======== Extract provided

A4 Research: A Little More on Twenty-Six

Montefino Abandoned Gas Station May 2016 - Steve Middlehurst

Montefino Abandoned Gas Station May 2016 – Steve Middlehurst

In 1992 Jeff Brouws paid homage to Ruscha with Twentysix Abandoned Gasoline Stations (1) (i), a series that has great similarity to Ruscha’s original work using black and white photographs and a mixture of angles and compositions. Brouws presents his series in typology grids which is a significant presentational shift.

Twenty-Six Abandoned Gas Stations - Jeff Brouws

Twenty-Six Abandoned Gas Stations – Jeff Brouws

In Ruscha’s series the viewer is invited to inspect the banal structures whereas by placing nine on a page Brouws uses multiplicity to emphasise that many such stations have been abandoned; Unlike Ruscha’s neutrality Brouws’ work is always political and his presentation style, with its echoes of the Bechers initially interested me and I considered presenting my twenty-six polling stations in this way.

================

= Task list =
1. Return every line of the entries below that contains the word "instance". Case counts.
2. Carry on the passage about photographs of abandoned gas stations from the point where it stops.

======== Items

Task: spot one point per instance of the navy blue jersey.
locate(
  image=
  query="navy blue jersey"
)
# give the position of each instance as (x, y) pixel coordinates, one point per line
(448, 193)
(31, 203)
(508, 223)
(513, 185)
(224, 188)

================

= The responses =
1.
Task: spot one point per instance of the navy blue jersey.
# give the position of each instance as (x, y) pixel coordinates, one point per line

2.
26 Abandoned Gasoline Stations - Eric Trabuchi

26 Abandoned Gasoline Stations – Eric Trabuchi

In 1999 and again in 2011 the French photographer Eric Tabuchi created two series Twenty six Abandoned Gasoline Stations (2) and Twenty six Recycled Gasoline Stations (3). The subject matter, titles and the strong diagonals in “Abandoned” are the most obvious links to Ruscha but the most interesting relationship is the evolution of the Deadpan style that Ruscha pioneered. If Ruscha shows the state of the art in 1962, Tabuchi shows how it had developed forty years later. Tabuchi’s work is more direct than Ruscha, he shows non of the ambivalence towards photography that Ruscha is famous for. With Ruscha we could look if we chose to, his gasoline stations sit back from the viewer inviting inspection but not demanding it; Tabuchi slaps his petrol stations centre frame, strong architectural structures that dominate the frame, there is no ambiguous message.

I rather like Tabuchi’s work, his series are an eclectic mix of socio-political comment and humour. When I see an abandoned petrol station it is his work that comes to mind rather than Ruscha’s which may be no more complex that his use of colour or that his subject matter is as European as Ruscha’s is American.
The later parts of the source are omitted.